Do You Have to Be Clueless About the Economy to Talk About Fiscal Responsibility?

President Obama is planning a big show soon that will include a number of experts talking about the need to reduce the deficit. And not one of them saw the housing bubble and the risks that it posed to the economy.
This post was published on the now-closed HuffPost Contributor platform. Contributors control their own work and posted freely to our site. If you need to flag this entry as abusive, send us an email.

This is a question that people should be asking, given the list of prominent economists and economic analysts who are headlining the debate on deficit reduction. To kick off his deficit commission, President Obama is planning a big show on April 27th that will include a number of experts talking about the need to reduce the deficit. Not one person among this group saw the housing bubble and the risks that it posed to the economy.

The next day, billionaire Wall Street investment banker Peter Peterson is sponsoring a daylong deficit-fest. Peterson not only excluded all of the economists who had warned of the bubble, his show actually features the leading villains in this story. Peterson has invited former Federal Reserve Board Chairman Alan Greenspan and former Treasury Secretary and Citigroup top honcho Robert Rubin to lecture the country on the need to tighten our belts.

Just to remind folks, Greenspan was the guy who insisted that everything was fine, as the housing bubble grew ever larger. As more and more junk loans got pushed out the door to people who obviously could not afford them (this is not hindsight, it was known at the time to those of us who passed their 3rd grade arithmetic class), Greenspan touted the innovations in the financial system that were allowing more people to become homeowners. And, as Goldman, Lehman, Citigroup and the rest pushed complex derivative instruments around the world, Greenspan applauded their ability to diversify risk.

- _Entries shown_
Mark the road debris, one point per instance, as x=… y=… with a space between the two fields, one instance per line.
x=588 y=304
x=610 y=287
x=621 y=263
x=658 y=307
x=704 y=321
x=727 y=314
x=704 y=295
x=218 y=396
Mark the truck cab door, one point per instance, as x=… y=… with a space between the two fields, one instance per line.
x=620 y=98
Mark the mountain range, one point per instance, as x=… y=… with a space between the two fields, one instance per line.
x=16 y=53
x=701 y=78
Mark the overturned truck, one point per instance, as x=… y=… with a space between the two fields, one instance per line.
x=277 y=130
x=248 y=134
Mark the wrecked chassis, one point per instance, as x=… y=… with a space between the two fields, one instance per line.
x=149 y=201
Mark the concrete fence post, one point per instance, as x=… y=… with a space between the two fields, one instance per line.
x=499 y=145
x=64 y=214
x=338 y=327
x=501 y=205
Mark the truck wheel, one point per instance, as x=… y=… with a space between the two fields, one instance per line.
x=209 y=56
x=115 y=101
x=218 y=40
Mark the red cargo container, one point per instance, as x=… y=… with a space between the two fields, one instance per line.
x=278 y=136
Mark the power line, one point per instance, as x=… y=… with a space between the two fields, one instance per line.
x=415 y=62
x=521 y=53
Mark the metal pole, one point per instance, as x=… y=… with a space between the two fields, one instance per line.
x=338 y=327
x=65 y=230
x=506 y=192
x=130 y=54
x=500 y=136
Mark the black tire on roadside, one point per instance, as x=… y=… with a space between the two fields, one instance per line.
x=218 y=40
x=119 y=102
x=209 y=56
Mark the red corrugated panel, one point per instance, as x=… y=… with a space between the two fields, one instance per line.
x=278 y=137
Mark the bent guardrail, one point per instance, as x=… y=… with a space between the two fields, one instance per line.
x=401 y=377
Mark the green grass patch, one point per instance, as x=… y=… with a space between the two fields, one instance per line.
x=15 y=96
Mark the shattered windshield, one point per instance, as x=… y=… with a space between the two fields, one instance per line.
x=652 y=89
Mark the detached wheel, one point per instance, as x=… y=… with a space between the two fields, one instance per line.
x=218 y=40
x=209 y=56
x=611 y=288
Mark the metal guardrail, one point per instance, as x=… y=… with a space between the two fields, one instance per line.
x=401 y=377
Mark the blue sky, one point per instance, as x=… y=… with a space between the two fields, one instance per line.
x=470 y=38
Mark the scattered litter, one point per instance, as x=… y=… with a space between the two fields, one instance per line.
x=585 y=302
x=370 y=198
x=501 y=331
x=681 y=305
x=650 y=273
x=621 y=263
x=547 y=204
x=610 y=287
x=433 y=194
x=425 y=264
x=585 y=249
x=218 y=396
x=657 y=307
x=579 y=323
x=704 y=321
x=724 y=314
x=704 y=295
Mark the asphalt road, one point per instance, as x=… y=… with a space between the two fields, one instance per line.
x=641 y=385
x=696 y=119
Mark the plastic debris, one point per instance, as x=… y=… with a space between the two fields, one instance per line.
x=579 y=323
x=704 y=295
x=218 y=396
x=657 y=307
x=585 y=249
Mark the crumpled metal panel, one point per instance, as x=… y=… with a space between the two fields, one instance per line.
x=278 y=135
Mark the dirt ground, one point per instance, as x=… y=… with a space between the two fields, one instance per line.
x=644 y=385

- _Exercises to complete_
• 1. Please output the passage of the article on deficit reduction from "Just to remind" to "to diversify risk.", copied word for word.
• 2. In the article on deficit reduction, which two people has Peter Peterson invited to lecture the country on tightening belts?

- _Task answers_
• 1.
Just to remind folks, Greenspan was the guy who insisted that everything was fine, as the housing bubble grew ever larger. As more and more junk loans got pushed out the door to people who obviously could not afford them (this is not hindsight, it was known at the time to those of us who passed their 3rd grade arithmetic class), Greenspan touted the innovations in the financial system that were allowing more people to become homeowners. And, as Goldman, Lehman, Citigroup and the rest pushed complex derivative instruments around the world, Greenspan applauded their ability to diversify risk.

• 2. Alan Greenspan and Robert Rubin.